Aim
Render the records from the line containing "sidewalk and produce a box around each." up to and including the line containing "[271,238,402,258]" as a JSON list of strings, with one string per line and blank lines left out.

**** Entries

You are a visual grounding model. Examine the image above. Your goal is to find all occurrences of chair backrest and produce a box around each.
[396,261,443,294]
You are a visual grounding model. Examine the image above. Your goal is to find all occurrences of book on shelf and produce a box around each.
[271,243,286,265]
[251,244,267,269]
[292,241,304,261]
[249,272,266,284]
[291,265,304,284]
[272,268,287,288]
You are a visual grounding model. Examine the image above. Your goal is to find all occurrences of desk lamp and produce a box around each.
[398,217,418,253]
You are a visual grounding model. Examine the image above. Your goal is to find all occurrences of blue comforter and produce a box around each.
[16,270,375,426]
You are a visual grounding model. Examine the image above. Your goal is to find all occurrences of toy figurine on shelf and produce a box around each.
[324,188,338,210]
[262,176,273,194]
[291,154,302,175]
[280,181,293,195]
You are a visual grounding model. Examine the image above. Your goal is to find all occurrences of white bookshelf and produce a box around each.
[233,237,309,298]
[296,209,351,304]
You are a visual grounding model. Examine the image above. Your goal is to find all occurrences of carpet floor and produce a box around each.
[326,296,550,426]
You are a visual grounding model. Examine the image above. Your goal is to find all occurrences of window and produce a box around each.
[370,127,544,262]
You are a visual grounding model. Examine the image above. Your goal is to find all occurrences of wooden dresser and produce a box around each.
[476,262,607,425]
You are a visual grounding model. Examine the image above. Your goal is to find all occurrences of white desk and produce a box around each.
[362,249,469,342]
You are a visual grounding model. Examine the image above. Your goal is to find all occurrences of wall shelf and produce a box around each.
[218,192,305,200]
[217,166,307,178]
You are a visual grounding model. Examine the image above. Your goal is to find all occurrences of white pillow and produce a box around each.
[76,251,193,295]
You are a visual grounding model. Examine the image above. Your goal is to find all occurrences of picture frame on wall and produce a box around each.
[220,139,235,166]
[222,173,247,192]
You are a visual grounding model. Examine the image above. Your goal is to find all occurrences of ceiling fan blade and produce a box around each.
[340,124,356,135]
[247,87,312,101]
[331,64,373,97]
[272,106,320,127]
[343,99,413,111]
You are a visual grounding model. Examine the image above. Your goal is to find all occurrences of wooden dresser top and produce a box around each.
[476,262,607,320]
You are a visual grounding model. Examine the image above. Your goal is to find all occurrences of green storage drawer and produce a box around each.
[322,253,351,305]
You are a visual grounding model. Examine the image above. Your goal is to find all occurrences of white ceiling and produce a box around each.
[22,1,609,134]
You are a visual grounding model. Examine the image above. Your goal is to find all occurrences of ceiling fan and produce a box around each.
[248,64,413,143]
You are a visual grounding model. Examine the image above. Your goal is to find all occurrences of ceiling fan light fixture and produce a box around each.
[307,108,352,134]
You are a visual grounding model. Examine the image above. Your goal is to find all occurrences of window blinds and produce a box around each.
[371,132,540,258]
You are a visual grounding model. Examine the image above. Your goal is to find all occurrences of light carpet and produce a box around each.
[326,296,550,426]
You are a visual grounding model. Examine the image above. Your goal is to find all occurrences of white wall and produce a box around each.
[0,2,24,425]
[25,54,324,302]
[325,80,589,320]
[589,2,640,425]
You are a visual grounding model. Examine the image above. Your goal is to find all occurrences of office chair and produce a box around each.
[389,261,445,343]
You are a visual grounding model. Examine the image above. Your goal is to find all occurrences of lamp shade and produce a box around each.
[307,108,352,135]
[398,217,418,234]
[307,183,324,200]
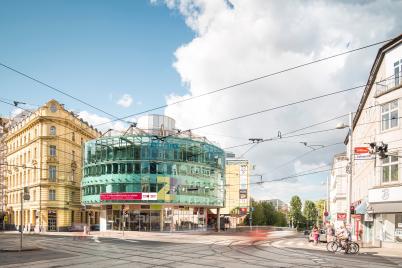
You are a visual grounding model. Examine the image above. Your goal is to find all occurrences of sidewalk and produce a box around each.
[271,238,402,258]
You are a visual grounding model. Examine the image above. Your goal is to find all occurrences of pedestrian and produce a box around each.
[326,224,335,243]
[311,225,320,246]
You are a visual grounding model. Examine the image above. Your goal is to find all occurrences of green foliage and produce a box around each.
[303,200,318,226]
[315,199,327,223]
[245,201,287,226]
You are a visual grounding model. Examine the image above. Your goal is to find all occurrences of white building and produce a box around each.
[348,35,402,247]
[328,152,348,228]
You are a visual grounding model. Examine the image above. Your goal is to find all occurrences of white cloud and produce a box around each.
[78,111,128,135]
[116,94,133,108]
[161,0,402,199]
[11,108,24,118]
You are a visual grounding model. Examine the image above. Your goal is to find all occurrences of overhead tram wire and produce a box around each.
[3,74,392,145]
[0,38,394,132]
[63,38,394,124]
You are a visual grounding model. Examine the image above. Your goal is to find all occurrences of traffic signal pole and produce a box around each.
[346,112,353,225]
[20,192,24,252]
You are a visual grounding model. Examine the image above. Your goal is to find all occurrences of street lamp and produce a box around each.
[336,112,353,225]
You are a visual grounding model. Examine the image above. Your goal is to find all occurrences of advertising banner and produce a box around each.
[240,165,248,190]
[100,193,158,201]
[239,208,247,215]
[336,213,346,221]
[141,193,158,200]
[100,193,142,201]
[239,190,247,199]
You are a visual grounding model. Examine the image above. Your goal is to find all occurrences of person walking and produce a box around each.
[311,225,320,246]
[326,223,335,243]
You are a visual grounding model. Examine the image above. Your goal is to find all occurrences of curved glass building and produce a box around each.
[81,115,225,231]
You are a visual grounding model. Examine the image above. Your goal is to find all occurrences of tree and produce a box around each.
[303,200,318,226]
[289,195,303,227]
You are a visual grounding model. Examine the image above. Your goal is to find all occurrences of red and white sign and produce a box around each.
[100,193,142,201]
[142,193,158,200]
[336,213,346,221]
[354,147,372,160]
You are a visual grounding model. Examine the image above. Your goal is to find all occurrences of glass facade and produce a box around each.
[81,135,225,207]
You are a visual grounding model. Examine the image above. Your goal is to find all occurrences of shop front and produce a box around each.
[367,186,402,248]
[100,204,208,232]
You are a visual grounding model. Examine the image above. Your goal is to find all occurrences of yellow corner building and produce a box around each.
[3,100,101,231]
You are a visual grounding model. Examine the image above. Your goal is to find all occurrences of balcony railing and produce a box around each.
[374,71,402,97]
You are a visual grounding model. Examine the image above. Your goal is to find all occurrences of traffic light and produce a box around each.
[378,142,388,159]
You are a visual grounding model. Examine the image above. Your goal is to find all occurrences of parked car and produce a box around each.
[305,229,327,243]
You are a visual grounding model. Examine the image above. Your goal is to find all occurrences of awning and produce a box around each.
[355,200,367,214]
[367,202,402,213]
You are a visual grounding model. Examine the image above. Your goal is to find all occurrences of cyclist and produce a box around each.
[337,225,349,254]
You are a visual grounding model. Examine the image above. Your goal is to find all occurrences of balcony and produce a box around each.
[374,72,402,98]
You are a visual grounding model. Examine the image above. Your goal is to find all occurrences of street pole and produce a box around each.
[249,207,253,230]
[20,192,24,252]
[324,176,330,221]
[346,112,353,225]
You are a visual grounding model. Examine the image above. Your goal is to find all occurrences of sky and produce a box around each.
[0,0,402,201]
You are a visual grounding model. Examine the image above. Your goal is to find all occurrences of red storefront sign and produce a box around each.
[240,208,247,215]
[336,213,346,221]
[100,193,142,201]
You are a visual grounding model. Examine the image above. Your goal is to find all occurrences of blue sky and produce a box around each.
[0,0,402,201]
[0,1,194,115]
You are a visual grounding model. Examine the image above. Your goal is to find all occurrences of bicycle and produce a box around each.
[327,239,360,254]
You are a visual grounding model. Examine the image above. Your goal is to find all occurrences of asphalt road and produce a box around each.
[0,230,402,268]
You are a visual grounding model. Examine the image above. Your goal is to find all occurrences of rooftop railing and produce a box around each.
[374,71,402,97]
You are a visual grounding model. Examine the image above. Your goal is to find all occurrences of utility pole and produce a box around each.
[20,192,24,252]
[346,112,353,225]
[248,206,253,230]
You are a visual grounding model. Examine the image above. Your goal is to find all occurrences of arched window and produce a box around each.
[50,126,56,136]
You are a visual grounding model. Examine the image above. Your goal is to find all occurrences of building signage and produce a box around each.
[100,193,142,201]
[141,193,158,200]
[364,213,374,222]
[239,208,247,215]
[336,213,346,221]
[354,147,373,160]
[368,186,402,203]
[100,193,158,201]
[240,165,248,190]
[239,190,247,199]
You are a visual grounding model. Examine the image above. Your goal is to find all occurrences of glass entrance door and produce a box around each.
[47,210,57,232]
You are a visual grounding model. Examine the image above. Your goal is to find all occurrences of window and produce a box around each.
[49,189,56,201]
[381,100,398,130]
[50,126,56,136]
[394,60,402,86]
[49,166,57,182]
[382,156,399,183]
[49,145,56,156]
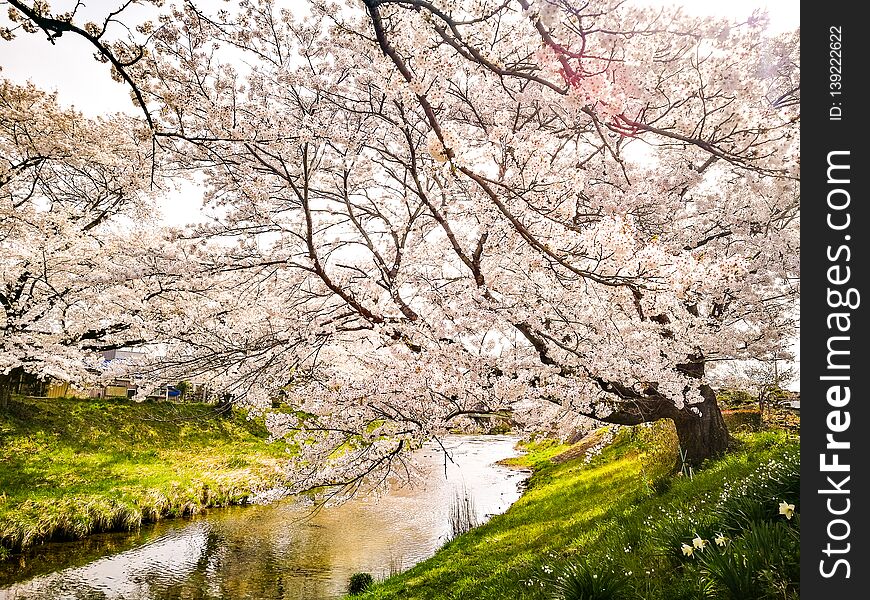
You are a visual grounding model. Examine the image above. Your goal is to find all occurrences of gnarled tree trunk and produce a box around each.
[673,385,730,467]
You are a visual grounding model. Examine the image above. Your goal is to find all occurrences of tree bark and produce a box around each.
[0,368,18,412]
[674,385,731,468]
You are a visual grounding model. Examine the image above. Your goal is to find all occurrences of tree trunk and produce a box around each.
[674,385,731,468]
[0,369,15,412]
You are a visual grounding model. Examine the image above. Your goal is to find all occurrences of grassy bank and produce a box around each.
[0,398,285,557]
[353,424,800,600]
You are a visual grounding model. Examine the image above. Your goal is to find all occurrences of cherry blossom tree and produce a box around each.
[0,81,169,408]
[3,0,799,480]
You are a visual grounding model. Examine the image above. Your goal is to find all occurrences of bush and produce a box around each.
[347,573,375,596]
[552,562,638,600]
[722,408,761,432]
[697,521,800,600]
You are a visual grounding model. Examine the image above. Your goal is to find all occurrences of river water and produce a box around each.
[0,436,528,600]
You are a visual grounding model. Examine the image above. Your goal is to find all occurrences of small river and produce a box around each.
[0,436,529,600]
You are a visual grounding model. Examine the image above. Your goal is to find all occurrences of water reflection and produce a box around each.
[0,436,527,600]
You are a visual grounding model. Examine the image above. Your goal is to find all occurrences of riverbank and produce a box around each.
[352,423,800,600]
[0,398,286,558]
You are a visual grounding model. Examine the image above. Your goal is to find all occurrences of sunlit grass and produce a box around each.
[350,430,797,600]
[0,398,286,554]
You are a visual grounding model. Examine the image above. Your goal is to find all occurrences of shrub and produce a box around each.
[347,573,375,596]
[698,521,800,600]
[722,408,761,432]
[552,561,638,600]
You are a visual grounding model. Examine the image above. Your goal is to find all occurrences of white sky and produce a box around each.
[0,0,800,389]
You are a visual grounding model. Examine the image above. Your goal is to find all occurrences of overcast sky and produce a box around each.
[0,0,800,389]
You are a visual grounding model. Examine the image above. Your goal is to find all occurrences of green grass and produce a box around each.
[0,398,286,557]
[354,424,799,600]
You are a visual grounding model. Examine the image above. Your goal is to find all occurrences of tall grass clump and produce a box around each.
[449,486,480,540]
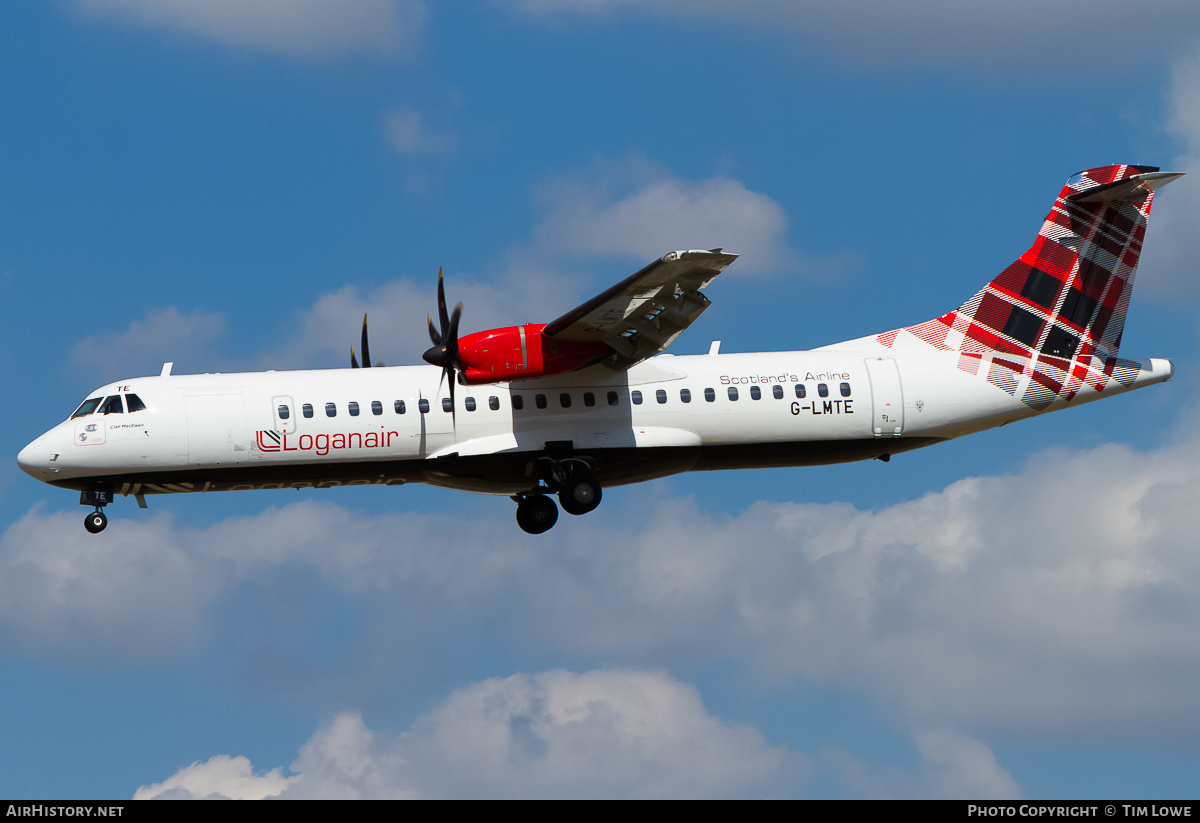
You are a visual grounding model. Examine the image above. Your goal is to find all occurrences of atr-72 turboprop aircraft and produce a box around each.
[17,166,1182,534]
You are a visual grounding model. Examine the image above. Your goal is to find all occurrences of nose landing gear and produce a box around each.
[79,489,113,534]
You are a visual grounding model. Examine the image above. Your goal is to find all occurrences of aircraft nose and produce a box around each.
[17,434,58,480]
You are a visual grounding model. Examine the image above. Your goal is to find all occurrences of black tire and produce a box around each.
[83,511,108,534]
[517,494,558,534]
[558,474,604,515]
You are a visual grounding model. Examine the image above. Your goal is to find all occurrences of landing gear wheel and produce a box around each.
[558,474,601,515]
[83,511,108,534]
[517,494,558,534]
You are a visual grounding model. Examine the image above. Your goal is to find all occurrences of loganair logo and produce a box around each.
[254,426,400,455]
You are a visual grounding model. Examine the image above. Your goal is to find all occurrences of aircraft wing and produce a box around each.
[542,248,738,372]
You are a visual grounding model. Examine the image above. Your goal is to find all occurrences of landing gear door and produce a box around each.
[271,395,299,434]
[866,358,904,437]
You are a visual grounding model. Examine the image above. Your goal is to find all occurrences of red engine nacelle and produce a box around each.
[458,323,608,384]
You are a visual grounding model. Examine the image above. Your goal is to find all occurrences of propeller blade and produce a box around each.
[360,314,371,368]
[438,266,450,337]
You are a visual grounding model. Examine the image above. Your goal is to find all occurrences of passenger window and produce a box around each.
[71,397,104,420]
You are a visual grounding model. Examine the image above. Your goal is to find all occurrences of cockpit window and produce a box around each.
[71,397,104,420]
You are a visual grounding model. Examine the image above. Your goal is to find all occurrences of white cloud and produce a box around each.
[504,0,1200,74]
[0,505,227,657]
[137,671,798,799]
[384,109,458,155]
[1138,49,1200,300]
[71,306,226,385]
[529,156,805,272]
[79,0,426,56]
[820,729,1022,800]
[133,755,288,800]
[11,424,1200,740]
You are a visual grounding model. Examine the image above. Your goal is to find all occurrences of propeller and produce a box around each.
[420,268,462,414]
[350,314,383,368]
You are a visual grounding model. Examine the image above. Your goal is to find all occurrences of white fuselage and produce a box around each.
[18,341,1171,494]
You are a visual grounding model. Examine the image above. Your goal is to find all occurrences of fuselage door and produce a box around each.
[271,395,299,434]
[866,358,904,437]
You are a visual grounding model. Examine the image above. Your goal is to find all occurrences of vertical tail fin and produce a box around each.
[878,166,1183,409]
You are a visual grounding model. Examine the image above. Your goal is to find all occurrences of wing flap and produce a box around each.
[542,248,738,371]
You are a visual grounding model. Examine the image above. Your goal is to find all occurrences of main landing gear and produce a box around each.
[512,457,602,534]
[79,491,113,534]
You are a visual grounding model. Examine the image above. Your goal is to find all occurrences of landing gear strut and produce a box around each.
[512,453,602,534]
[79,491,113,534]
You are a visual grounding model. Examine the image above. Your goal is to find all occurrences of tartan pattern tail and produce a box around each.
[877,166,1182,409]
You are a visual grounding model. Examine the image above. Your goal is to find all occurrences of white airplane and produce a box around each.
[17,166,1182,534]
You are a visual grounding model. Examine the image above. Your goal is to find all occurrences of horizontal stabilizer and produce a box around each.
[1067,172,1184,203]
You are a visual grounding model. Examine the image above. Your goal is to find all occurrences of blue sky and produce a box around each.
[0,0,1200,798]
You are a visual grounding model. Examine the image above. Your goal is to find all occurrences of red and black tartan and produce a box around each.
[877,166,1158,409]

********

Result of this exercise
[
  "You are a visual grounding model. Examine the image above. Your goal is to find all occurrences of sidewalk and produce a box around each.",
  "[271,238,402,258]"
]